### The problem
Print the entries below in their entirety, exactly as they are written.

### Excerpted data
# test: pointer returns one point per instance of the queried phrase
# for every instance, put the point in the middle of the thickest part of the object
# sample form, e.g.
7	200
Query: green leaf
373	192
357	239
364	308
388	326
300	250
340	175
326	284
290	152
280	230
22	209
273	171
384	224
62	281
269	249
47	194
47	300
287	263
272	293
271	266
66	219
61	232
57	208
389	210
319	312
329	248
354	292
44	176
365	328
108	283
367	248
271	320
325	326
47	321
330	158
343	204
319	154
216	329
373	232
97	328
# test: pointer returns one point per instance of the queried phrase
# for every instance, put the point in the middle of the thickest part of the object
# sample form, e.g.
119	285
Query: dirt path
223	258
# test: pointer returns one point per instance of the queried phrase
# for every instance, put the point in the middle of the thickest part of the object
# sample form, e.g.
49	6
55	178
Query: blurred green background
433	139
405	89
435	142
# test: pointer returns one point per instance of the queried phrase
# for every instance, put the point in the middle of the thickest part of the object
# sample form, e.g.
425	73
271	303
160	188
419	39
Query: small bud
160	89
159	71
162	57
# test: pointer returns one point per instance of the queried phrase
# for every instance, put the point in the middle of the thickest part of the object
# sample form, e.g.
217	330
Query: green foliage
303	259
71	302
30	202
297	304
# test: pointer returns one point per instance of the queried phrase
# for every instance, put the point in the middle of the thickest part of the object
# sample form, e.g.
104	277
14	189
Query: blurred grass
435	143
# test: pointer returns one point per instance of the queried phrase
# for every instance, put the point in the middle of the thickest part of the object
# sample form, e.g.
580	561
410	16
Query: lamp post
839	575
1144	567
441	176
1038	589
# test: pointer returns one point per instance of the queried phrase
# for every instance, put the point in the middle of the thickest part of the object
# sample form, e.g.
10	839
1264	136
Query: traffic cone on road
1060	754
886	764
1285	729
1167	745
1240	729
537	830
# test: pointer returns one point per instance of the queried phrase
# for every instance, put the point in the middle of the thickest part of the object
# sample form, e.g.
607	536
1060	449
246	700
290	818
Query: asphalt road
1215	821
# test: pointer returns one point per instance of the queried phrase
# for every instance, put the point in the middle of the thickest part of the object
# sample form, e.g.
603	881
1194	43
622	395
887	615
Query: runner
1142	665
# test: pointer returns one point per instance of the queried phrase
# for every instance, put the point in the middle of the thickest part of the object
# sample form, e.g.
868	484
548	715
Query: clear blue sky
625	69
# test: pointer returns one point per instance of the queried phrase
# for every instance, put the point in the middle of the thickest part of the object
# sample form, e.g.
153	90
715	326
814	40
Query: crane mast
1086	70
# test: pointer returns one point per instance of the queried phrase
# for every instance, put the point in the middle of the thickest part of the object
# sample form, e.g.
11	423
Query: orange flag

### Result of this task
# test: pointer returns one point per instance of the queried phrase
# for every instance, put the point in the middle of the thickest part of the object
# sample form, e.g.
7	200
Query: green leaf
373	192
357	239
364	308
388	326
300	250
340	175
326	284
290	152
280	230
22	209
273	171
384	224
62	281
269	249
47	194
47	300
287	263
272	293
271	266
66	219
61	232
57	208
389	210
319	312
329	248
354	292
44	176
365	328
108	283
367	248
271	320
325	326
47	321
330	158
343	204
319	154
216	329
373	232
97	328
# test: pointer returns one point per instance of the queried phrase
# for every instance, put the point in the middle of the thickest part of the object
# sample form, e.g.
119	285
Query: dirt path
223	258
# test: pointer returns one point per instance of the queried phrase
# for every instance, put the point in the middle of the thickest part of the object
# sample form, e.g.
49	6
55	178
Query: blurred green background
433	139
405	89
435	142
# test: pointer returns one point per instance of the queried phrase
# for every instance, put the point in the middle of the thickest part of the object
# sample form, e.g.
425	73
271	303
160	188
419	39
Query: small bud
160	89
159	71
162	57
# test: pointer returns one point per instance of the queried phrase
# for every instance, put the point in the middle of the thickest part of the object
# sample form, e.g.
217	330
Query: green foliage
303	259
71	302
30	202
297	304
# test: pointer returns one point per instance of the queried phrase
# for every instance, put the point in the middle of the thickest part of the object
# sample form, e.g.
104	277
14	189
Query: blurred grass
435	143
# test: pointer returns one point per instance of the queried phrase
# for every instance, put the point in the middle of the thickest part of the object
# sample form, e.g.
580	561
410	16
Query: lamp post
839	575
1144	567
441	176
1038	589
# test: pointer returns one point per instance of the queried phrase
# for every instance, put the point in the middle of the thickest part of the object
# sample form, e.g.
10	839
1264	136
Query: traffic cone on road
1060	754
886	764
1285	729
1167	745
1240	729
537	830
# test: pointer returns one point per instance of the queried phrase
# for every instance, put the point in the middle of the thickest part of the object
# sample form, e.g.
607	536
1060	449
246	700
290	818
Query: asphalt road
1215	821
# test: pointer returns one point per instance of the queried phrase
# for every instance, put the point in the middle of the thickest part of the object
# sample form, e.g.
603	881
1194	43
622	395
887	615
Query: runner
1142	665
# test: pointer returns one point per instance of the queried phrase
# for every instance, put the point in the middle of the thickest part of the object
# sample form, e.g.
868	484
548	715
Query: clear blue sky
625	69
# test: pointer returns one point per instance of the queried phrase
# for every instance, put the point in the middle of the thickest part of the object
# sample form, e.g.
153	90
715	326
814	40
Query: crane mast
1086	70
# test: pointer returns one point per instance of the queried phrase
# for every instance, put the point in the middle of the thickest part of the object
# sample form, e.g.
11	423
Query: orange flag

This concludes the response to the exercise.